EXERCISE REQUIREMENTS: Output all entries exactly as they appear and skip the pictures.

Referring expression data

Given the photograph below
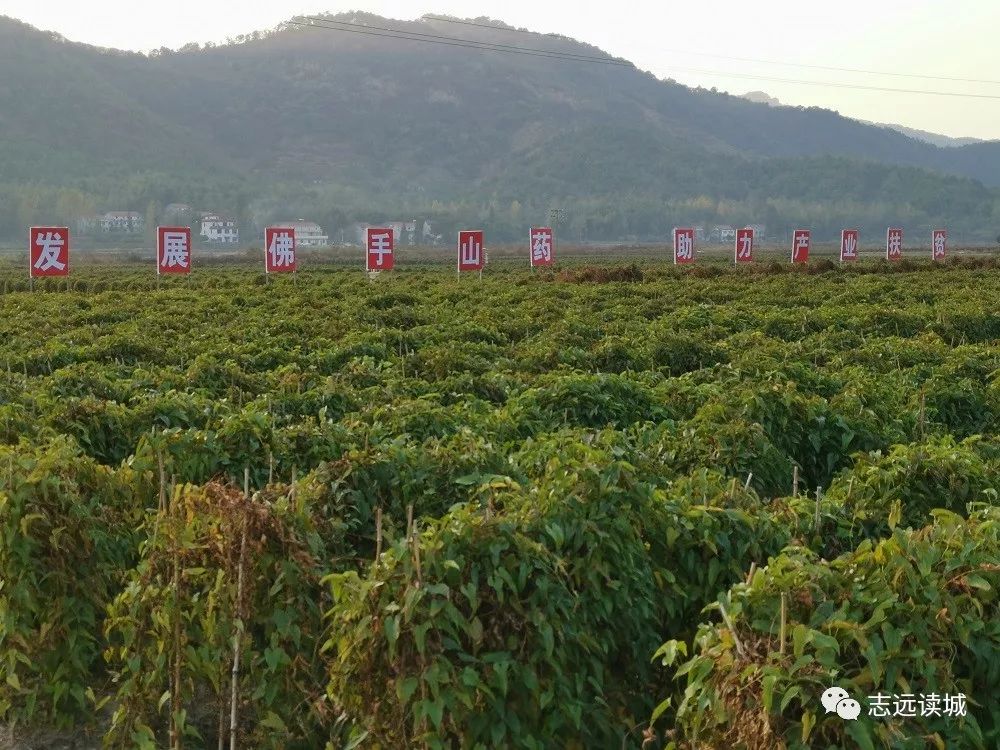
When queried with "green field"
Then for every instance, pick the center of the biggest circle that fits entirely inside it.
(615, 506)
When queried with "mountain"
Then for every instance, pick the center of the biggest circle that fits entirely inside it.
(762, 97)
(348, 126)
(934, 139)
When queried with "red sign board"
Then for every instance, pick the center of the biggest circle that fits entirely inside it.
(279, 250)
(744, 245)
(683, 246)
(894, 244)
(48, 251)
(470, 250)
(939, 244)
(542, 246)
(848, 245)
(381, 249)
(801, 243)
(173, 250)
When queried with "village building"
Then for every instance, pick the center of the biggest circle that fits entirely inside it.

ANSWER FOR THE TASK:
Given the photograph below
When queried with "green field"
Then for every instance, pick the center of the biggest circle that fits entirely inside it.
(615, 506)
When queried with "mountain"
Then for every instance, pick the center of the biggest circle that fits entirely inside it.
(762, 97)
(348, 126)
(934, 139)
When queried with "red sign board"
Then for every instance, pick the center of the biggest circle that fits entirely inside it.
(279, 250)
(744, 245)
(683, 246)
(894, 244)
(48, 251)
(470, 250)
(939, 244)
(542, 246)
(848, 245)
(381, 249)
(801, 243)
(173, 250)
When queried with "village building"
Then for every instance, pick the center of the biggest circle that fits entirely inside it.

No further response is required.